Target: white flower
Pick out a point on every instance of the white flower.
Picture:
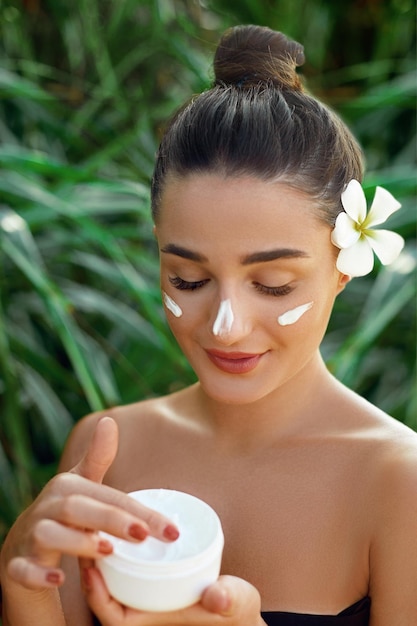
(354, 234)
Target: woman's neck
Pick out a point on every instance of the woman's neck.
(294, 408)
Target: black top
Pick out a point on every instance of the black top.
(355, 615)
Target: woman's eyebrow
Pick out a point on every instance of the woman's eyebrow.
(272, 255)
(185, 253)
(255, 257)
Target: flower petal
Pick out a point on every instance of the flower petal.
(357, 260)
(344, 233)
(386, 245)
(383, 205)
(354, 201)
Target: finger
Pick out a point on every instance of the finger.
(33, 576)
(230, 596)
(99, 507)
(50, 539)
(100, 452)
(99, 600)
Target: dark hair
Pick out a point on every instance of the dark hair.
(257, 119)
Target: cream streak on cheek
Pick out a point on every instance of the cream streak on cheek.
(171, 305)
(292, 316)
(224, 320)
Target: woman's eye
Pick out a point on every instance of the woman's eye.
(184, 285)
(283, 290)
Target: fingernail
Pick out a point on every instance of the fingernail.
(104, 547)
(171, 532)
(54, 578)
(86, 578)
(136, 531)
(225, 602)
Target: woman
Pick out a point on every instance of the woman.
(261, 221)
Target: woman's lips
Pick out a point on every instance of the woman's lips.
(234, 362)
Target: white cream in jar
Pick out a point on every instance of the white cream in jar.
(158, 576)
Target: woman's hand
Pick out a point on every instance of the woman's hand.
(229, 601)
(67, 514)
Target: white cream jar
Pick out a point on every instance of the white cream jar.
(158, 576)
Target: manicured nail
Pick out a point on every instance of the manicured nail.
(136, 531)
(171, 532)
(104, 547)
(225, 602)
(54, 578)
(86, 578)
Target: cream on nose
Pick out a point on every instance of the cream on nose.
(224, 320)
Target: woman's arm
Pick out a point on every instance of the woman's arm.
(393, 553)
(64, 520)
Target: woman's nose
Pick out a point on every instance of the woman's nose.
(229, 324)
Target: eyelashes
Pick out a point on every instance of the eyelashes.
(284, 290)
(185, 285)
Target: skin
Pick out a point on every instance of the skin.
(315, 487)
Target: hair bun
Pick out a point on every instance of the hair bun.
(248, 55)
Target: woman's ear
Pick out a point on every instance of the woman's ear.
(342, 281)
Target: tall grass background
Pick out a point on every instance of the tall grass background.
(85, 88)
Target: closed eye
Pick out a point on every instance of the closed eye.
(283, 290)
(184, 285)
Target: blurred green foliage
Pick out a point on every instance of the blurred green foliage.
(85, 87)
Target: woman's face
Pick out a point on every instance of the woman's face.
(248, 279)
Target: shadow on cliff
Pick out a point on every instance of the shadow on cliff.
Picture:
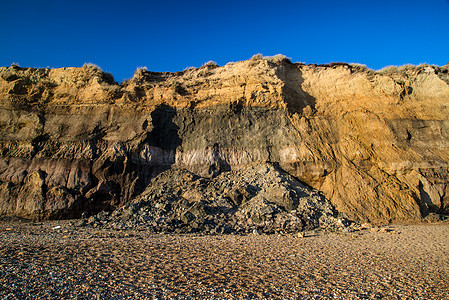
(118, 179)
(297, 99)
(164, 134)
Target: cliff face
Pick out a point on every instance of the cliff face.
(376, 144)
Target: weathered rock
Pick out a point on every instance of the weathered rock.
(374, 143)
(276, 202)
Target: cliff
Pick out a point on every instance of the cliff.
(375, 144)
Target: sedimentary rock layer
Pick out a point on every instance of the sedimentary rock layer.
(376, 144)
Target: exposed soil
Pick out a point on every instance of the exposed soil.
(54, 260)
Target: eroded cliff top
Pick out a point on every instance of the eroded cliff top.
(272, 82)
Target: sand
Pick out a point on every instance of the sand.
(54, 260)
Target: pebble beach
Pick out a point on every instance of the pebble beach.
(59, 260)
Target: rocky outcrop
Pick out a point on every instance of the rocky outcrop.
(257, 198)
(374, 143)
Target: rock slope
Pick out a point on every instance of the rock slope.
(375, 144)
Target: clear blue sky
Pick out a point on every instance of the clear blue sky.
(169, 35)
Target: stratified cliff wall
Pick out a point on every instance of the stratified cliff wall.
(376, 144)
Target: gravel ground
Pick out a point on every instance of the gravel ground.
(54, 260)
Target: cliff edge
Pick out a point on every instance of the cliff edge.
(375, 144)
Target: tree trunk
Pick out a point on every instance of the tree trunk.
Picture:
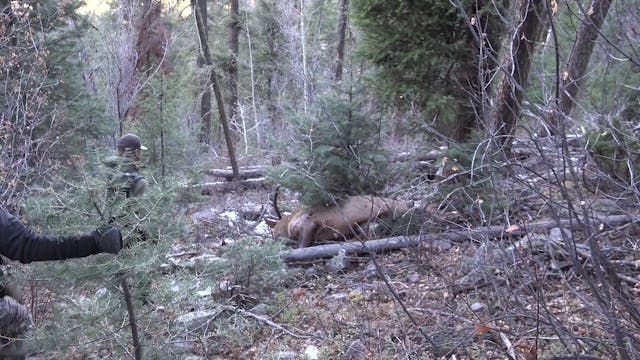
(576, 66)
(234, 34)
(213, 78)
(517, 59)
(342, 30)
(205, 99)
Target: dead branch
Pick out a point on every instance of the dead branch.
(263, 320)
(456, 235)
(210, 188)
(245, 173)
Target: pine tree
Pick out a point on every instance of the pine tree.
(427, 57)
(336, 152)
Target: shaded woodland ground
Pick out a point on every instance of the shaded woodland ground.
(520, 293)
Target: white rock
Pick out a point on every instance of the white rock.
(311, 352)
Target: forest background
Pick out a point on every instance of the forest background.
(481, 112)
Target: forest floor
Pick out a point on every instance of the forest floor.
(522, 293)
(500, 297)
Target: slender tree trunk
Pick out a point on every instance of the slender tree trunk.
(252, 78)
(234, 34)
(342, 31)
(304, 57)
(205, 99)
(213, 78)
(576, 66)
(516, 62)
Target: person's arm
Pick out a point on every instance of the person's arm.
(18, 242)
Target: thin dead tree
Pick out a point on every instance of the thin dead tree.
(576, 66)
(234, 34)
(530, 20)
(342, 30)
(213, 80)
(205, 97)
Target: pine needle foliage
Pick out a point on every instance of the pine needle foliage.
(426, 56)
(336, 152)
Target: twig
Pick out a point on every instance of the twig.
(137, 348)
(263, 320)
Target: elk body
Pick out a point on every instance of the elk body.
(335, 222)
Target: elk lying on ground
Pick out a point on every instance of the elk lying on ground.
(345, 221)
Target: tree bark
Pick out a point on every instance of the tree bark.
(205, 99)
(342, 31)
(576, 66)
(530, 21)
(213, 78)
(440, 239)
(234, 34)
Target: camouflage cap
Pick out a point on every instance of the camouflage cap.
(130, 141)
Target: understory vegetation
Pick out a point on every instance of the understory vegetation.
(509, 128)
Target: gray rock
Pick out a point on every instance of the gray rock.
(356, 351)
(338, 263)
(197, 319)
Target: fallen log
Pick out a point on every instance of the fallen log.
(211, 188)
(244, 173)
(440, 239)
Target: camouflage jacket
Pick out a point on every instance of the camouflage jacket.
(125, 174)
(17, 242)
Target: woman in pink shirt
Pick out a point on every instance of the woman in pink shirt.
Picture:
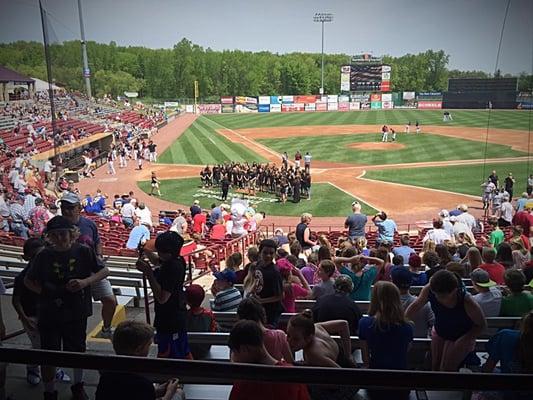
(275, 340)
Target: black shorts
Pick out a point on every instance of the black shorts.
(66, 336)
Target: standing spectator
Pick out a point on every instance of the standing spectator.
(268, 287)
(169, 298)
(488, 295)
(386, 227)
(88, 235)
(246, 344)
(519, 302)
(509, 183)
(494, 269)
(404, 250)
(458, 320)
(338, 305)
(356, 222)
(62, 275)
(424, 318)
(385, 336)
(195, 208)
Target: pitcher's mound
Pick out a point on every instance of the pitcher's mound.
(384, 146)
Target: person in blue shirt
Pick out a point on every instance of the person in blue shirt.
(140, 234)
(385, 336)
(513, 349)
(386, 227)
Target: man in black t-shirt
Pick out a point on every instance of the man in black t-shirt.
(338, 305)
(269, 288)
(169, 298)
(62, 275)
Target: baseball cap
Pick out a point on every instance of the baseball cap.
(195, 295)
(401, 277)
(481, 278)
(58, 223)
(343, 283)
(71, 198)
(169, 242)
(226, 275)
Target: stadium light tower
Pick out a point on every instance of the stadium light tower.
(322, 17)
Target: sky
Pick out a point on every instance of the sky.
(467, 30)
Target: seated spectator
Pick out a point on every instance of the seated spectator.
(437, 234)
(494, 269)
(139, 235)
(338, 305)
(424, 318)
(320, 350)
(199, 319)
(134, 338)
(458, 320)
(432, 262)
(292, 290)
(519, 302)
(246, 344)
(472, 259)
(275, 340)
(325, 286)
(404, 250)
(418, 275)
(363, 272)
(227, 297)
(218, 231)
(385, 336)
(488, 295)
(512, 350)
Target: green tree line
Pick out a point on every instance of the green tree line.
(170, 73)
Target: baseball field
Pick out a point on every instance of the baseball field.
(443, 164)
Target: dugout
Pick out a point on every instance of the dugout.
(479, 93)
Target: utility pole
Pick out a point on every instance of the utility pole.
(86, 70)
(322, 17)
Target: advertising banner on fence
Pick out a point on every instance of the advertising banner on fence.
(386, 97)
(287, 99)
(209, 108)
(305, 99)
(344, 98)
(228, 108)
(429, 105)
(275, 100)
(344, 106)
(355, 105)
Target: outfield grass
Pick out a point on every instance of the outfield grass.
(510, 119)
(419, 148)
(200, 145)
(462, 179)
(326, 200)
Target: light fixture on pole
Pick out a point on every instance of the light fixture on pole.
(322, 17)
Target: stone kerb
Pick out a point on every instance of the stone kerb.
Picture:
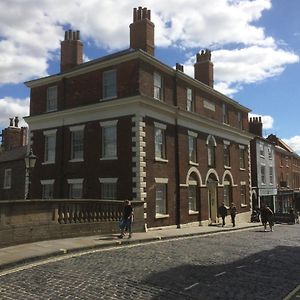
(23, 221)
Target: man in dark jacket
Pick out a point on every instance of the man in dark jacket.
(222, 213)
(127, 219)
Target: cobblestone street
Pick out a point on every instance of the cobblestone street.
(236, 265)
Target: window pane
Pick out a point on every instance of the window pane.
(157, 86)
(75, 190)
(242, 159)
(77, 144)
(109, 190)
(243, 194)
(189, 97)
(192, 149)
(109, 84)
(226, 154)
(161, 199)
(50, 148)
(192, 197)
(7, 178)
(52, 98)
(47, 191)
(160, 143)
(109, 141)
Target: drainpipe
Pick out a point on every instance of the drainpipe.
(177, 171)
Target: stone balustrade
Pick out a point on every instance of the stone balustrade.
(23, 221)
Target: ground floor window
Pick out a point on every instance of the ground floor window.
(161, 198)
(192, 196)
(108, 188)
(47, 191)
(75, 188)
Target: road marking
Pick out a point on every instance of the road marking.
(239, 267)
(191, 286)
(219, 274)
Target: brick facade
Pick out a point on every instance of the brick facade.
(139, 117)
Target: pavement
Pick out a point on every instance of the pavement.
(25, 253)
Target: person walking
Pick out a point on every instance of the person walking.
(222, 213)
(267, 217)
(232, 210)
(126, 219)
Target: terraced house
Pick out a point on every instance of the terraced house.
(127, 126)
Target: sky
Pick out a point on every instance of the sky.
(255, 48)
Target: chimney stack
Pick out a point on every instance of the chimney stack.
(179, 67)
(204, 68)
(142, 30)
(14, 136)
(71, 50)
(255, 126)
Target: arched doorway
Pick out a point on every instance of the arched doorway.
(212, 184)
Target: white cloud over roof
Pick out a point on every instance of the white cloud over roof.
(29, 40)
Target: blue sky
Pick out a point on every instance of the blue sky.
(255, 48)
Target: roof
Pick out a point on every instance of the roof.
(127, 55)
(13, 154)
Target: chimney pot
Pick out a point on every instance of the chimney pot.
(142, 31)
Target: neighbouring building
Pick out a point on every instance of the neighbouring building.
(263, 170)
(12, 164)
(288, 176)
(127, 126)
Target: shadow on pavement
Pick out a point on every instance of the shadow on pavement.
(265, 275)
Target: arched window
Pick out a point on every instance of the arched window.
(211, 155)
(192, 194)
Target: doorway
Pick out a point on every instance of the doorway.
(212, 202)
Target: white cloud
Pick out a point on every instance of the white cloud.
(294, 143)
(29, 41)
(10, 108)
(266, 120)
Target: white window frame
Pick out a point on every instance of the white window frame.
(261, 150)
(109, 141)
(7, 179)
(192, 196)
(242, 157)
(75, 183)
(109, 84)
(226, 154)
(263, 174)
(161, 200)
(243, 197)
(50, 153)
(189, 100)
(48, 183)
(160, 141)
(77, 154)
(227, 193)
(158, 86)
(109, 188)
(225, 117)
(271, 174)
(51, 103)
(192, 146)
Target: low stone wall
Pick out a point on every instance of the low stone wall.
(24, 221)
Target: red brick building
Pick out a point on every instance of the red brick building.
(12, 165)
(288, 176)
(127, 126)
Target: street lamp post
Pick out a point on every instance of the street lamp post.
(30, 160)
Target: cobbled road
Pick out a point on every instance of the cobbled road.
(248, 264)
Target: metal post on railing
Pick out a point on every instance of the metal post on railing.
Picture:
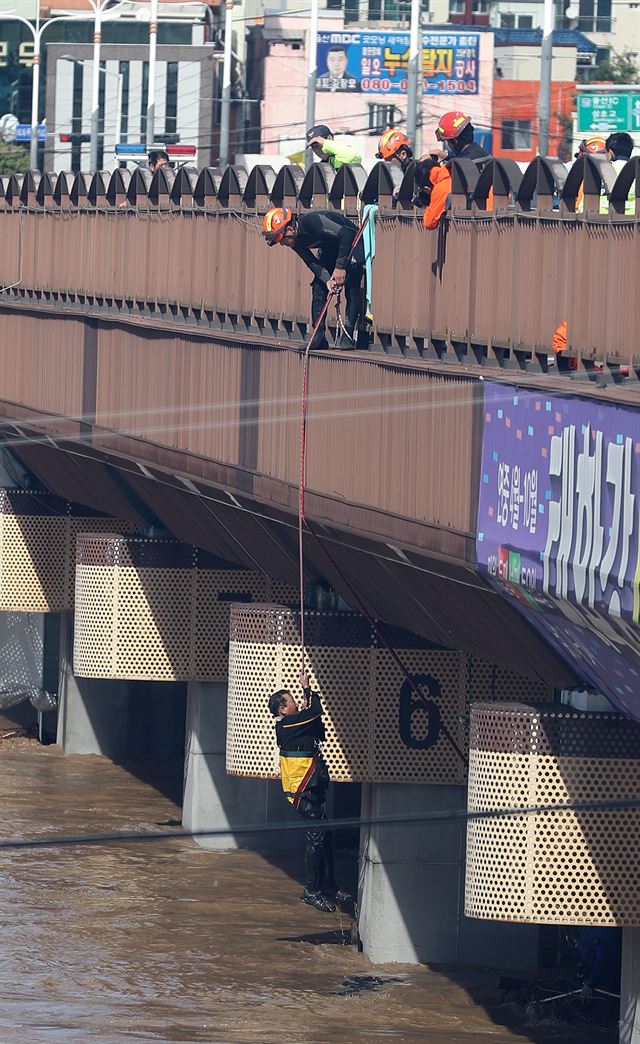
:::::
### PROBLEM DETAILS
Transcribe, word for word, only the material from its opening line through the line containing "Target: white cream in jar", both ends included, and omit the pictures.

### YOUR RESPONSE
Target: white flower
Pick out a point on every instance of the white flower.
Picture:
(354, 234)
Target: woman's neck
Pick out a point on every instance of the woman's neck.
(294, 408)
Target: black top
Pick out a point on every instance of the black top.
(355, 615)
Target: woman's eyebrow
Pick out a point on every instance of the woman's eyebrow.
(272, 255)
(185, 253)
(255, 257)
Target: flower petal
Pick out a point on every instance of the flower petal.
(357, 260)
(344, 233)
(386, 245)
(383, 205)
(354, 201)
Target: finger
Pick out a point on every instance of the finger.
(33, 576)
(230, 596)
(99, 507)
(50, 539)
(100, 452)
(99, 600)
Target: dark hair
Pick out a point on every instance of the dark hair.
(257, 119)
Target: cream streak on cheek
Pick out a point on every instance of the cream streak on cheek.
(171, 305)
(292, 316)
(224, 320)
Target: woman's eye
Pick out a point on every instance of the woman's eye.
(184, 285)
(283, 290)
Target: fingernail
Pick out a point on every instance of the fingernail.
(104, 547)
(171, 532)
(54, 578)
(86, 578)
(136, 531)
(225, 602)
Target: woman
Pick out a point on every instance of the woman.
(261, 221)
Target: woman's lips
Pick out a point on every instance of the woman's lips.
(234, 362)
Target: white cream in jar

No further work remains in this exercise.